• _Requirement 1_
Answer these questions about the Studies in Time and Distance page, using only what the page states.
(a) Where did the writer spend some time during the lockdown?
(b) What professional background is described as central to Aisling McCoy's practice?
(c) Besides "un-homely or sinister," what does "das unheimlich" translate as?
• _Requirement 2_
Carry on the Studies in Time and Distance page with a further paragraph that follows on from its last sentence.

• _Page extract_
====

AISLING MCCOY

Studies in Time and Distance

 

website
Instagram

 

The past strange months of the covid-19 pandemic have often caused me to think about the idea of “the uncanny” or “das unheimlich”- which translates from the german not just as un-homely or sinister but the more insidious anxiety of the familiar becoming strange. During the lockdown I spent some time at my childhood home, a place that I’ve known most of my life but rarely looked at objectively. Making pictures there as an adult and during this weird time, where home is simultaneously both refuge and prison, allowed me to explore my own understanding of the limits of photography to translate time and enclosure. In paying attention to the house and how the spaces of the house change over the day, it surprised me often with its strangeness and how details took on a new significance through the prism of a changed world. Small temporary structures were an attempt to contain light or shadow in the same way that the photograph arrests time, a micro-architecture of enclosure and of looking beyond, an attempt to control the domestic environment if only as a construct within an image.

Aisling McCoy is an Irish visual artist and she is interested in how we inhabit and imagine place. Her background as an architect is central to her practice, which investigates the relationship between architecture and photography, between place making and image making. She sees them as twinned practices; architecture is the translation of an intellectual concept, created through images, into built form, while photography works in the reverse by transforming a space into an image. Both negotiate a balance between the real and the ideal, and both influence how we inhabit – how we make place, and how we construct meaning.

====

• _Supplied information_
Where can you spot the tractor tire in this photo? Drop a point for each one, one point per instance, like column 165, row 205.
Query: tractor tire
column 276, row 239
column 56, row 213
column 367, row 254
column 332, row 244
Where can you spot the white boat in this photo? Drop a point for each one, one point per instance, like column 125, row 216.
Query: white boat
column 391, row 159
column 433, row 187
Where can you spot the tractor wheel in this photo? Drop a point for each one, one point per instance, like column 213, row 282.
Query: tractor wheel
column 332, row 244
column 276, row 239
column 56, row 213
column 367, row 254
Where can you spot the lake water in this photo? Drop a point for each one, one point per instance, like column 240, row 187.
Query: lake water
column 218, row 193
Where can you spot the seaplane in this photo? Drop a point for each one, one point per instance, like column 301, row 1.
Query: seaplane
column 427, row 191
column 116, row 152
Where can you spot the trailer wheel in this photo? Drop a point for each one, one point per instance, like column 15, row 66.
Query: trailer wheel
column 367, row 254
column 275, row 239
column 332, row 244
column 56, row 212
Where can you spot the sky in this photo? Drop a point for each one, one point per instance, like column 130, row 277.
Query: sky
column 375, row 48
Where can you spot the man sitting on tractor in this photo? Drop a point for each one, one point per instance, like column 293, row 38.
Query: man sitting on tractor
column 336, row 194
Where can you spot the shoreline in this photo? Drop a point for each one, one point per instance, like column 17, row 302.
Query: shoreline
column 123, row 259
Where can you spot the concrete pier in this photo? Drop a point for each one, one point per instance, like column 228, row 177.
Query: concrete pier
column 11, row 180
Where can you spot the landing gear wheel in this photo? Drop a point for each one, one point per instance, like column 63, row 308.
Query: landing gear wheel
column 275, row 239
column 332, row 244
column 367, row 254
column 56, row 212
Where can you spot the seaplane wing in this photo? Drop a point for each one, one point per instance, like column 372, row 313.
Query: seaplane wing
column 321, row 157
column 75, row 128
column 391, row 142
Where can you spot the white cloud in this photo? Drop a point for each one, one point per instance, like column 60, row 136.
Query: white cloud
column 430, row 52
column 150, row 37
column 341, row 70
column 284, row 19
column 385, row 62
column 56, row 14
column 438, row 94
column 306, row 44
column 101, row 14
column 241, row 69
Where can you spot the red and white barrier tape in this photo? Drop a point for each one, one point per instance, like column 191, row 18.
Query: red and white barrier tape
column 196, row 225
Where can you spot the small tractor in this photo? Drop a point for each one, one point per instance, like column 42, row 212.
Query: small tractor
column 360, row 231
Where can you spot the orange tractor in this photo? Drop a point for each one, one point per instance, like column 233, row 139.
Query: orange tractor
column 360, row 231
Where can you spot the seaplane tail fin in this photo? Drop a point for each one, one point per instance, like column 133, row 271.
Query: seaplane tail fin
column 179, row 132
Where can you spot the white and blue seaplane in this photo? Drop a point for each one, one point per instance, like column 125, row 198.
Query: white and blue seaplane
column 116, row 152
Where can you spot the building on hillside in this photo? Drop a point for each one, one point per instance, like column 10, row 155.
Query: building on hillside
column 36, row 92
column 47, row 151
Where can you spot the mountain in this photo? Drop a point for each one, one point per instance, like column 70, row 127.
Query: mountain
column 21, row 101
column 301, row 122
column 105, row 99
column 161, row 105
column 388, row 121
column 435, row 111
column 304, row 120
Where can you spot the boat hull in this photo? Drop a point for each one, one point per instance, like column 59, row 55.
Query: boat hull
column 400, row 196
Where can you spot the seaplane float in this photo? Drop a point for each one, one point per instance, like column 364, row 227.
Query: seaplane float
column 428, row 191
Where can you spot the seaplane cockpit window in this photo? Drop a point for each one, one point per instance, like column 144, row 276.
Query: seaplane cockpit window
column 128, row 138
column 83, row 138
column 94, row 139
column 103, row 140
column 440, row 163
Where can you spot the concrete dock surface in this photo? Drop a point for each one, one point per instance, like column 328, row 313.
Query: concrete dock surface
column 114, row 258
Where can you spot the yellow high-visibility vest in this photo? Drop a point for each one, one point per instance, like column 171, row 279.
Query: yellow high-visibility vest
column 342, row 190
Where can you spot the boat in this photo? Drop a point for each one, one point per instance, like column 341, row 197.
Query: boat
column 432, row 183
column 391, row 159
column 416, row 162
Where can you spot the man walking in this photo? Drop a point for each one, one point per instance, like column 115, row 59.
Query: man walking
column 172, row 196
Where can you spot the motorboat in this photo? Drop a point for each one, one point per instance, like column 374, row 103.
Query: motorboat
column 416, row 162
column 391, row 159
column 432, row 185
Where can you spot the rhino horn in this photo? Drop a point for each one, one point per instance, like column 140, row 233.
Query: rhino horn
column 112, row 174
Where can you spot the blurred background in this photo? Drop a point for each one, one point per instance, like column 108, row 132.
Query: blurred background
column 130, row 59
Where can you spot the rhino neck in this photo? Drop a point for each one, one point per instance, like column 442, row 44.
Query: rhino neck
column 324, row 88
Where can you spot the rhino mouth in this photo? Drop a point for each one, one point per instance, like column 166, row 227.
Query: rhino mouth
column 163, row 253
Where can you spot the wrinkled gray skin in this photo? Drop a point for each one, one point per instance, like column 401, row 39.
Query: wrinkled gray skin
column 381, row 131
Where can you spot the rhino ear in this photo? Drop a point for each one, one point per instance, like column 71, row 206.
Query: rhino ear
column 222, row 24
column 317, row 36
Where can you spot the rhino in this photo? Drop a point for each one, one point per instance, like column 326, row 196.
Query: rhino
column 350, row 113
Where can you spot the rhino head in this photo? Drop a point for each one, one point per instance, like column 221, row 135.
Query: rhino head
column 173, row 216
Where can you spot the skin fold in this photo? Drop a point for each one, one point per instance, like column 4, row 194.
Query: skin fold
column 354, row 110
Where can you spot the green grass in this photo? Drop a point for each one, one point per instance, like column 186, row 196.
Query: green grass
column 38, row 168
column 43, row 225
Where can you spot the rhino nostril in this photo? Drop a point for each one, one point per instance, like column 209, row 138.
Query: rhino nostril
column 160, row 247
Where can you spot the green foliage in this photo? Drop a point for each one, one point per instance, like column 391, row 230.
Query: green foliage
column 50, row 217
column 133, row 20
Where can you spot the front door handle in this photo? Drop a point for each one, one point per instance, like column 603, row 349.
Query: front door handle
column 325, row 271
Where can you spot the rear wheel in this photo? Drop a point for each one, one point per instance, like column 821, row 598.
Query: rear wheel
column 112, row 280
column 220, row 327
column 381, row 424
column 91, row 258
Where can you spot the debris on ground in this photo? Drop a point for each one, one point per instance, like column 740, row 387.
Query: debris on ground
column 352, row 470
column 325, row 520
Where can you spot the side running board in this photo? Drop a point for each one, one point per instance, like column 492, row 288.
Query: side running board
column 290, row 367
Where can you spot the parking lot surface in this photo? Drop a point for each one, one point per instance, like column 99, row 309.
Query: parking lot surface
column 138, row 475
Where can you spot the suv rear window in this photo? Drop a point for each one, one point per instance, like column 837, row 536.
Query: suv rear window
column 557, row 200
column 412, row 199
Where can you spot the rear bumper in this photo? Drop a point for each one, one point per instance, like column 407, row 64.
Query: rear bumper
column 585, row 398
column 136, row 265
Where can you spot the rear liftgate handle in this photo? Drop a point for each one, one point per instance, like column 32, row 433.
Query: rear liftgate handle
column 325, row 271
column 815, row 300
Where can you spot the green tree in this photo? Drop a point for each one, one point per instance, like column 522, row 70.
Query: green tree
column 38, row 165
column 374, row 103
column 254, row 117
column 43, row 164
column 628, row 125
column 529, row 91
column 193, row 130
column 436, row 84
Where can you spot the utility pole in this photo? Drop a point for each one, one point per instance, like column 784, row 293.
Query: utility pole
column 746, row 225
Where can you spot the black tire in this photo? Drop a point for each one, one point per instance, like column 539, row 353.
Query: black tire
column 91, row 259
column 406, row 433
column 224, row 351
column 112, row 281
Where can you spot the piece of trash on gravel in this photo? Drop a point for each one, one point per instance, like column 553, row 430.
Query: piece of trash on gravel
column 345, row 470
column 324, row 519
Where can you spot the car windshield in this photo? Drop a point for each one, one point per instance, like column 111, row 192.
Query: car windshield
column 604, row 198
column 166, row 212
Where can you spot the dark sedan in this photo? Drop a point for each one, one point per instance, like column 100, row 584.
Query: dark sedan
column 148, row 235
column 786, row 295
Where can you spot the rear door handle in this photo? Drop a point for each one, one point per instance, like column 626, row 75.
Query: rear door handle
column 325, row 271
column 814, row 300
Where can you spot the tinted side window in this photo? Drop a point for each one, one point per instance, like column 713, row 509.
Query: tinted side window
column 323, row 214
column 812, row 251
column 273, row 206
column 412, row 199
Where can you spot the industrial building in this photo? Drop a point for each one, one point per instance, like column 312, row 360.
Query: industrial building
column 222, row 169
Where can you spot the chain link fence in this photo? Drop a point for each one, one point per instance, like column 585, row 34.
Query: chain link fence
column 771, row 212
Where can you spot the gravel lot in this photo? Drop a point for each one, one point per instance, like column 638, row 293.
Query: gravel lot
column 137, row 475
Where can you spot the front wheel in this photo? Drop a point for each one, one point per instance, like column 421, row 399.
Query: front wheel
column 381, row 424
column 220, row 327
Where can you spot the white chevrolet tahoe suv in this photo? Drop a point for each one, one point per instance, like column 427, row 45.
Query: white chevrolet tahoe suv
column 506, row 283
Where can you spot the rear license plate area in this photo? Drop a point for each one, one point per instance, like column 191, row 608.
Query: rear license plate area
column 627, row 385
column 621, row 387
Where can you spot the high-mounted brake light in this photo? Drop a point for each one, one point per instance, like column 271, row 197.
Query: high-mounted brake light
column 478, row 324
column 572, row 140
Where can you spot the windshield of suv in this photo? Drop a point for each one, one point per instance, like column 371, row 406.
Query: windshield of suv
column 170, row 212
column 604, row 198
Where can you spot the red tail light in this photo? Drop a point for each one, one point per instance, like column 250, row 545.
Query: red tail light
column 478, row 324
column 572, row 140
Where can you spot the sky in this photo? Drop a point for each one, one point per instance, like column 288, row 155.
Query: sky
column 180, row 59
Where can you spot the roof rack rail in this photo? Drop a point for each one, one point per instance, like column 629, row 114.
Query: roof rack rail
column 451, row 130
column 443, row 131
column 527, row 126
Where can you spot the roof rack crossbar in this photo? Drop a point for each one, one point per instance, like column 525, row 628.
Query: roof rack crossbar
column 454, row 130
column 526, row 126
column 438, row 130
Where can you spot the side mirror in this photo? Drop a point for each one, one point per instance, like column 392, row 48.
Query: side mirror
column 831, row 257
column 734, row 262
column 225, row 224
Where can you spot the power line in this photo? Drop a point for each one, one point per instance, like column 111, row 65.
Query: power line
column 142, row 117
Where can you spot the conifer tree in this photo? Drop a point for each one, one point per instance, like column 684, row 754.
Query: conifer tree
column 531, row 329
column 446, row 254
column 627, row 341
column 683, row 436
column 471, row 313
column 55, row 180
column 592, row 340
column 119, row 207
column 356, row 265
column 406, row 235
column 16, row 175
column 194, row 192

====

• _Final answer 1_
(a) At the writer's childhood home.
(b) Her background as an architect.
(c) The more insidious anxiety of the familiar becoming strange.

• _Final answer 2_
Since graduating with distinction from the MFA Photography programme at the Belfast School of Art in 2015, her work has been exhibited internationally. She has been the recipient of numerous awards including the Arts Council of Ireland Next Generation Award,  Visual Arts Bursary Award and Travel and Training Award, the Belfast Exposed/ Seen Fifteen Exhibition Award and the Temple Bar Gallery + Studios Project Studio Award. In 2019 she was awarded a 3 month residency at the Cité Internationale des Arts in association with TBG+S and the Institut Français, selected for PhotoIreland New Irish Works and the Futures Programme at Unseen Amsterdam, and nominated for the Prix Pictet.